It seems to me that the adherents of the Romish hierarchy could not now hope for a better occasion of restoring vows and religious orders-“Black, white and grey, with all their trumpery "—than this tendency, in persons professing the religion of Christ, to deprive themselves, by gratuitous obligations, not to touch-not to taste-not to handle-of the liberty they have in the Gospel. The command of the drink of the people will soon bring on that of their meat also. And along with general dispensations to get drunk on pilgrimages (in a neighbour

island notorious enough) we may see, once more, the liberty bought with money of the priest, to eat veal as fish, when he has once said the words over it, as it goes down to the fire! Our clothes will follow next in the train of regulations (I perceive already a strong tendency in some, to drive the quaker back to his full antique costume) and the habits once prepared, the distribution into orders (if not into caste also) will become an easy matter.

Much may be said, and said with much reason too, in vindication of those who from education and habit, (or say, from a measure of conscientious belief, however acquired) abstain from things which others consider lawful and use with a good conscience. But the present is quite another case: it is a proposal to abstain, where education and habit have taught us to use and enjoy-and this, if we have been sober persons, hitherto with a good conscience, and without having in any measure, cognizable by the church, abused our Gospel freedom.

But, (reply the advocates of this system) we mean only spirituous liquors and this for the sake of your bodily health and your soul's welfare.' As for the latter I suppose it cannot be left safer than in the Redeemer's own keeping (2 Tim. i, 12.)-For my bodily health, I am well aware that it is preserved by temperance, and hurt by all excess. But what right, I ask, have these persons to force me to consult even my bodily welfare by observances in diet-since, to force I have shown it will come. I believe that spirituous liquors have been greatly abused: so much so, that, in the present state of society, it is well worth the pains of the sober to discourage their general consumption. But I also believe, that many have used this part of the Creator's gifts, in a way to cause no such reproach in their own bosoms, or among their neighbours, as to call for this public remedy on their account. The discouragement to the use, arising out of combinations which include a great majority of sober persons, (and such they will tell us they are) will not stop at spirits, but will extend itself to wine, to beer, to cider, to tea-to what drink not, when captious and unreasonable men have begun to proscribe its use? And proscribe they will, and put it down too if they choose, by the force of numbers in the way I have mentioned.

[Exercise requirements] From the passage arguing against abstinence pledges, return, word for word, the part that opens with the words containing "Much may be" and closes with "our Gospel freedom.".

(Records from a data source)
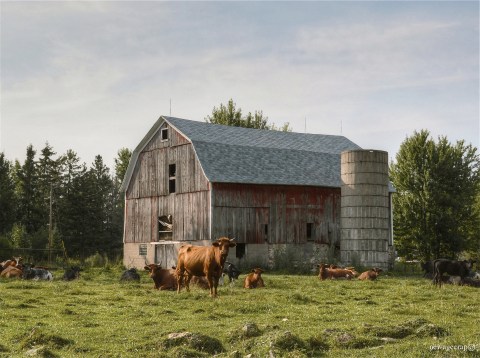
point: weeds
(294, 316)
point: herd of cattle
(206, 266)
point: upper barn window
(164, 134)
(172, 169)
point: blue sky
(94, 76)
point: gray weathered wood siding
(148, 197)
(242, 211)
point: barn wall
(148, 197)
(242, 211)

[Expected answer]
Much may be said, and said with much reason too, in vindication of those who from education and habit, (or say, from a measure of conscientious belief, however acquired) abstain from things which others consider lawful and use with a good conscience. But the present is quite another case: it is a proposal to abstain, where education and habit have taught us to use and enjoy-and this, if we have been sober persons, hitherto with a good conscience, and without having in any measure, cognizable by the church, abused our Gospel freedom.